◆ **PROBLEM DESCRIPTION**
Rewrite all of the data below as a numbered list with no blank lines, and omit the pictures from your answer.

────────

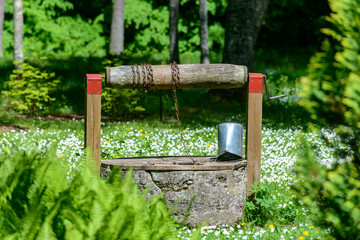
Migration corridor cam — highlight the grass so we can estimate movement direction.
[0,47,330,239]
[0,109,340,239]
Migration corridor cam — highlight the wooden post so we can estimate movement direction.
[245,73,263,195]
[85,74,101,175]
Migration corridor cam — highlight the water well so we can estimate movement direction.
[85,64,281,227]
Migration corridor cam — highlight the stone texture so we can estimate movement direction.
[102,167,247,227]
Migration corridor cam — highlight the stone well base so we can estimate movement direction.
[101,157,247,227]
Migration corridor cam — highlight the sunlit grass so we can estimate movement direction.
[0,117,346,239]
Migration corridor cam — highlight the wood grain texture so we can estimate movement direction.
[106,64,248,89]
[245,93,262,194]
[101,157,246,171]
[85,94,101,175]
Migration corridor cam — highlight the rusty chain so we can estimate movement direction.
[131,64,155,90]
[131,62,194,162]
[170,61,194,159]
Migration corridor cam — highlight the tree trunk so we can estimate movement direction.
[199,0,210,64]
[0,0,5,57]
[109,0,125,55]
[169,0,180,64]
[14,0,24,68]
[223,0,255,72]
[254,0,270,45]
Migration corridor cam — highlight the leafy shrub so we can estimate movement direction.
[0,149,175,239]
[299,0,360,165]
[2,63,60,115]
[300,0,360,128]
[244,182,302,226]
[294,144,360,239]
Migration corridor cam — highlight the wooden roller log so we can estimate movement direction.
[106,64,248,89]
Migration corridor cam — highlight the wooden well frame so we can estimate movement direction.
[85,64,263,190]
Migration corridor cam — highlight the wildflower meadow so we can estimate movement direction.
[0,115,340,239]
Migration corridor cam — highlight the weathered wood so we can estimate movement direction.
[106,64,248,89]
[85,74,101,175]
[246,93,262,194]
[101,157,246,171]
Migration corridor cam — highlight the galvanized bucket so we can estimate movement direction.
[218,123,243,161]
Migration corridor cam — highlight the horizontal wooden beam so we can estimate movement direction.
[106,64,248,89]
[101,156,247,171]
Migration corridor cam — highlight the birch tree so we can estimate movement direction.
[169,0,180,63]
[14,0,24,68]
[223,0,254,72]
[0,0,5,57]
[109,0,125,55]
[199,0,210,64]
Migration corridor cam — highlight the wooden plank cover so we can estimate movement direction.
[101,156,246,171]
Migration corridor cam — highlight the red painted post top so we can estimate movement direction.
[86,74,101,94]
[249,73,263,93]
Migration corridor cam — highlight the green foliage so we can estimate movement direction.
[294,144,360,239]
[300,0,360,128]
[101,88,145,116]
[0,149,175,240]
[2,63,60,115]
[4,0,106,58]
[243,182,302,226]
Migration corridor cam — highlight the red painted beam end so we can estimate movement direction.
[86,74,101,94]
[249,73,263,93]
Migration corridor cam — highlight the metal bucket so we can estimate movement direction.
[218,123,243,161]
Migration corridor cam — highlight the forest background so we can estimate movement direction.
[0,0,330,115]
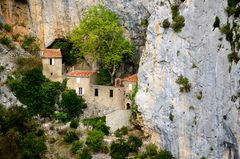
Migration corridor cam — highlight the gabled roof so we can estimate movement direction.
[67,70,97,77]
[123,74,138,82]
[41,49,62,58]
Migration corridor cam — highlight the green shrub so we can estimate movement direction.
[71,141,84,154]
[78,149,92,159]
[86,130,104,152]
[3,24,12,32]
[127,136,142,152]
[162,19,171,29]
[172,16,185,33]
[213,16,220,28]
[83,116,110,135]
[12,33,20,41]
[176,75,192,92]
[54,112,68,122]
[146,144,158,156]
[114,126,128,137]
[169,112,174,121]
[228,52,240,63]
[64,131,79,143]
[110,139,130,159]
[70,119,79,129]
[60,90,87,119]
[0,37,12,47]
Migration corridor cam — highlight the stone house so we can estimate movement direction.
[40,49,63,82]
[42,49,137,110]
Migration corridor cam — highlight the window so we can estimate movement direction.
[76,77,81,83]
[94,88,98,96]
[76,87,84,95]
[128,84,132,91]
[50,59,54,65]
[109,89,113,97]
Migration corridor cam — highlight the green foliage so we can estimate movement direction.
[86,130,104,152]
[20,133,47,159]
[96,67,111,86]
[8,68,64,117]
[64,131,79,143]
[71,141,84,154]
[127,136,142,152]
[220,23,233,42]
[0,37,15,49]
[162,19,171,29]
[70,5,135,83]
[176,75,192,93]
[213,16,220,28]
[0,106,47,159]
[3,24,12,32]
[12,33,20,41]
[50,39,77,66]
[140,19,148,27]
[228,52,240,63]
[110,139,130,159]
[172,16,185,33]
[83,116,110,135]
[171,5,185,33]
[54,112,68,122]
[60,90,87,119]
[78,149,92,159]
[169,112,174,121]
[114,126,128,137]
[70,119,79,129]
[21,35,40,54]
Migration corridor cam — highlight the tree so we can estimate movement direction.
[60,90,87,119]
[70,5,134,83]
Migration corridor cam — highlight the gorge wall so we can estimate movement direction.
[0,0,240,159]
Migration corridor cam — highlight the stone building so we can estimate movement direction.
[42,49,137,110]
[41,49,63,82]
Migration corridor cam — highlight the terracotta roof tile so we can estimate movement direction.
[41,49,62,58]
[123,74,138,82]
[67,70,97,77]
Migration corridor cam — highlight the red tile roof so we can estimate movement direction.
[123,74,138,82]
[67,70,97,77]
[41,49,62,58]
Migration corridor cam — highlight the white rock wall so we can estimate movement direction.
[137,0,240,159]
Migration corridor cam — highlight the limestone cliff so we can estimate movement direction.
[0,0,240,159]
[137,0,240,159]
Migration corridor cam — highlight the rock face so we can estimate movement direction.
[137,0,240,159]
[0,0,240,159]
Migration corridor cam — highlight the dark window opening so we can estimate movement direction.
[109,90,113,97]
[94,89,98,96]
[127,103,131,109]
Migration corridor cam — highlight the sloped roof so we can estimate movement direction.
[41,49,62,58]
[123,74,138,82]
[67,70,97,77]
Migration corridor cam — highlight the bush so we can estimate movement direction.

────────

◆ **ANSWER TO THE EXERCISE**
1. Migration corridor cam — highlight the grass so we can estimate movement direction.
2. [0,47,330,239]
3. [0,109,340,239]
4. Migration corridor cam — highlight the wooden post so we can estimate movement direction.
5. [245,73,263,195]
6. [85,74,101,175]
7. Migration corridor cam — highlight the water well so we can estimate movement direction.
8. [85,64,281,227]
9. Migration corridor cam — highlight the stone texture so we can estimate movement direction.
10. [102,167,247,227]
11. Migration corridor cam — highlight the stone well base so we can estimate movement direction.
12. [101,157,247,227]
13. Migration corridor cam — highlight the sunlit grass so we can estimate movement direction.
14. [0,117,346,239]
15. Migration corridor cam — highlight the wood grain texture so we can estimate movement direction.
16. [106,64,248,89]
17. [245,93,262,194]
18. [101,157,246,171]
19. [85,94,101,175]
20. Migration corridor cam — highlight the rusty chain so we can estimate movement direction.
21. [131,64,155,90]
22. [131,62,194,162]
23. [170,61,194,159]
24. Migration corridor cam — highlight the tree trunk so we can estimate movement direction.
25. [199,0,210,64]
26. [0,0,5,57]
27. [109,0,125,55]
28. [169,0,180,64]
29. [14,0,24,68]
30. [223,0,255,72]
31. [254,0,270,45]
32. Migration corridor cam — highlight the leafy shrub so we can estimate movement direction.
33. [0,149,175,239]
34. [299,0,360,165]
35. [2,63,60,115]
36. [300,0,360,128]
37. [244,182,302,226]
38. [294,144,360,239]
39. Migration corridor cam — highlight the wooden roller log so we can estimate movement direction.
40. [106,64,248,89]
41. Migration corridor cam — highlight the wooden well frame so we can estimate movement direction.
42. [85,64,263,190]
43. Migration corridor cam — highlight the wildflower meadow so we can estimate movement direction.
44. [0,115,340,239]
45. Migration corridor cam — highlight the weathered wood so we can estimate movement direction.
46. [106,64,248,89]
47. [85,74,101,175]
48. [246,93,262,194]
49. [101,157,246,171]
50. Migration corridor cam — highlight the galvanized bucket so we can estimate movement direction.
51. [218,123,243,161]
52. Migration corridor cam — highlight the horizontal wooden beam so we can estimate movement direction.
53. [106,64,248,89]
54. [101,156,247,171]
55. Migration corridor cam — highlight the birch tree so we can estimate movement direction.
56. [169,0,180,63]
57. [14,0,24,68]
58. [223,0,254,72]
59. [0,0,5,57]
60. [109,0,125,55]
61. [199,0,210,64]
62. Migration corridor cam — highlight the wooden plank cover so we can estimate movement direction.
63. [101,156,246,171]
64. Migration corridor cam — highlight the red painted post top so we can estimate movement direction.
65. [86,74,101,94]
66. [249,73,263,93]
67. Migration corridor cam — highlight the green foliage so we can estimate movement direction.
68. [294,144,360,239]
69. [300,0,360,128]
70. [101,88,145,116]
71. [0,149,175,240]
72. [2,63,60,115]
73. [4,0,106,58]
74. [243,182,302,226]
75. Migration corridor cam — highlight the red painted beam end so we can estimate movement direction.
76. [86,74,101,94]
77. [249,73,263,93]
78. Migration corridor cam — highlight the metal bucket so we can estimate movement direction.
79. [218,123,243,161]
80. Migration corridor cam — highlight the forest background so we can estimate movement direction.
81. [0,0,330,115]
82. Migration corridor cam — highlight the gabled roof so we can estimate movement direction.
83. [67,70,97,77]
84. [123,74,138,82]
85. [41,49,62,58]
86. Migration corridor cam — highlight the green shrub so we can estimate movement direction.
87. [71,141,84,154]
88. [78,149,92,159]
89. [86,130,104,152]
90. [3,24,12,32]
91. [127,136,142,152]
92. [162,19,171,29]
93. [172,16,185,33]
94. [213,16,220,28]
95. [83,116,110,135]
96. [12,33,20,41]
97. [176,75,192,92]
98. [54,112,68,122]
99. [146,144,158,156]
100. [114,126,128,137]
101. [169,112,174,121]
102. [228,52,240,63]
103. [64,131,79,143]
104. [110,139,130,159]
105. [70,119,79,129]
106. [60,90,87,119]
107. [0,37,12,47]
108. Migration corridor cam — highlight the stone house so we can estimate movement direction.
109. [40,49,63,82]
110. [42,49,137,110]
111. Migration corridor cam — highlight the window so we can estimate movement direction.
112. [76,77,81,83]
113. [94,88,98,96]
114. [76,87,84,95]
115. [128,84,132,91]
116. [50,59,54,65]
117. [109,89,113,97]
118. Migration corridor cam — highlight the green foliage so we can estimate movement direction.
119. [86,130,104,152]
120. [20,133,47,159]
121. [96,67,111,86]
122. [8,68,64,117]
123. [64,131,79,143]
124. [71,141,84,154]
125. [127,136,142,152]
126. [220,23,233,42]
127. [0,37,15,49]
128. [162,19,171,29]
129. [70,5,135,83]
130. [176,75,192,93]
131. [213,16,220,28]
132. [0,106,47,159]
133. [3,24,12,32]
134. [12,33,20,41]
135. [50,39,77,66]
136. [140,19,148,27]
137. [228,52,240,63]
138. [110,139,130,159]
139. [172,16,185,33]
140. [83,116,110,135]
141. [171,5,185,33]
142. [54,112,68,122]
143. [60,90,87,119]
144. [78,149,92,159]
145. [169,112,174,121]
146. [114,126,128,137]
147. [70,119,79,129]
148. [21,35,40,54]
149. Migration corridor cam — highlight the tree so we can estimate movement direction.
150. [60,90,87,119]
151. [70,5,134,83]
152. Migration corridor cam — highlight the gorge wall so we can estimate movement direction.
153. [0,0,240,159]
154. Migration corridor cam — highlight the stone building so we can estimate movement direction.
155. [42,49,137,110]
156. [41,49,63,82]
157. Migration corridor cam — highlight the terracotta roof tile so we can estimate movement direction.
158. [41,49,62,58]
159. [123,74,138,82]
160. [67,70,97,77]
161. Migration corridor cam — highlight the red tile roof so we can estimate movement direction.
162. [123,74,138,82]
163. [67,70,97,77]
164. [41,49,62,58]
165. Migration corridor cam — highlight the white rock wall so we can estimate movement direction.
166. [137,0,240,159]
167. Migration corridor cam — highlight the limestone cliff so we can estimate movement direction.
168. [0,0,240,159]
169. [137,0,240,159]
170. Migration corridor cam — highlight the rock face so we can estimate movement direction.
171. [137,0,240,159]
172. [0,0,240,159]
173. Migration corridor cam — highlight the dark window opening so we can estimate movement direction.
174. [109,90,113,97]
175. [94,89,98,96]
176. [127,103,131,109]
177. Migration corridor cam — highlight the sloped roof so we can estimate movement direction.
178. [41,49,62,58]
179. [123,74,138,82]
180. [67,70,97,77]
181. Migration corridor cam — highlight the bush so we can estimate movement direction.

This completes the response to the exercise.